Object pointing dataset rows
^^^^

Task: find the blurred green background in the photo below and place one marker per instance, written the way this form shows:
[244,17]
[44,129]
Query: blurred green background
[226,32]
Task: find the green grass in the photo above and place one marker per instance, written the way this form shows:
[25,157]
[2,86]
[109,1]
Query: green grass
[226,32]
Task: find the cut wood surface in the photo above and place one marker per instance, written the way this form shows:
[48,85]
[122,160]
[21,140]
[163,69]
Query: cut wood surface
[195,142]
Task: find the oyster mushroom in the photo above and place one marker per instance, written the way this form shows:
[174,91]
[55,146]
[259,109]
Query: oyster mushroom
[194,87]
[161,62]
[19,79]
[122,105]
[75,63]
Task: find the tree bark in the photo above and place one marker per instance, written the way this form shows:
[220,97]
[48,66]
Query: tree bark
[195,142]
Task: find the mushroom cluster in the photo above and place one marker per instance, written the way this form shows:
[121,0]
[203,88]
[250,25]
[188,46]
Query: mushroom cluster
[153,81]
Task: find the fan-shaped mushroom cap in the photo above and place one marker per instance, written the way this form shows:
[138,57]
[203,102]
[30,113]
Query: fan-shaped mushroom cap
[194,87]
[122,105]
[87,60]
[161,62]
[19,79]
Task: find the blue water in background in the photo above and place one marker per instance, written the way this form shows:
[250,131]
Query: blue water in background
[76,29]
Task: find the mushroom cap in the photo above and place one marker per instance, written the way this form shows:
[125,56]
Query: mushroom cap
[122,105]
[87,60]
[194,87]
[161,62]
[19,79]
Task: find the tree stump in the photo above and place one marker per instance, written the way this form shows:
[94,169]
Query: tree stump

^^^^

■ **Problem details**: All of the lines above must be returned exactly.

■ **Worked solution**:
Task: find the blurred green background in the photo below and place one marker per instance, written the way this form shows:
[244,17]
[44,129]
Query: blurred green background
[226,32]
Task: find the green grass in the photo above and place one marker per instance, written the way this form shows:
[25,157]
[2,86]
[109,1]
Query: green grass
[226,32]
Task: find the cut wood surface in the photo above and place one marker per instance, written the way this form shows:
[48,85]
[122,160]
[21,140]
[163,69]
Query: cut wood surface
[195,142]
Task: find the oyster mushroom in the photo above and place one marker per instance, written the way this form shows:
[174,91]
[55,146]
[259,109]
Query: oyster mushroom
[194,87]
[161,62]
[19,79]
[122,105]
[75,63]
Task: find the tree bark in the photo above and place one marker per instance, written the way this form shows:
[220,97]
[48,66]
Query: tree bark
[195,142]
Task: find the mushroom cluster in the photo above and place one marker per instance, written the way this form shows:
[121,0]
[203,88]
[250,25]
[188,46]
Query: mushroom cluster
[153,81]
Task: find the fan-shaped mushroom cap in the photo above and place one marker per instance, written the way this form shows:
[138,57]
[203,102]
[30,113]
Query: fan-shaped mushroom cap
[194,87]
[122,105]
[87,60]
[161,62]
[19,79]
Task: find the blue water in background in the photo above and place one marker per instance, written the way this form shows:
[250,131]
Query: blue water in background
[76,29]
Task: find the mushroom cap in the photo above and place one marker per instance, written the way this form shows:
[125,56]
Query: mushroom cap
[122,105]
[87,60]
[194,87]
[161,62]
[19,79]
Task: find the tree stump in the photo above and place one marker per instance, written the way this form shows:
[94,169]
Query: tree stump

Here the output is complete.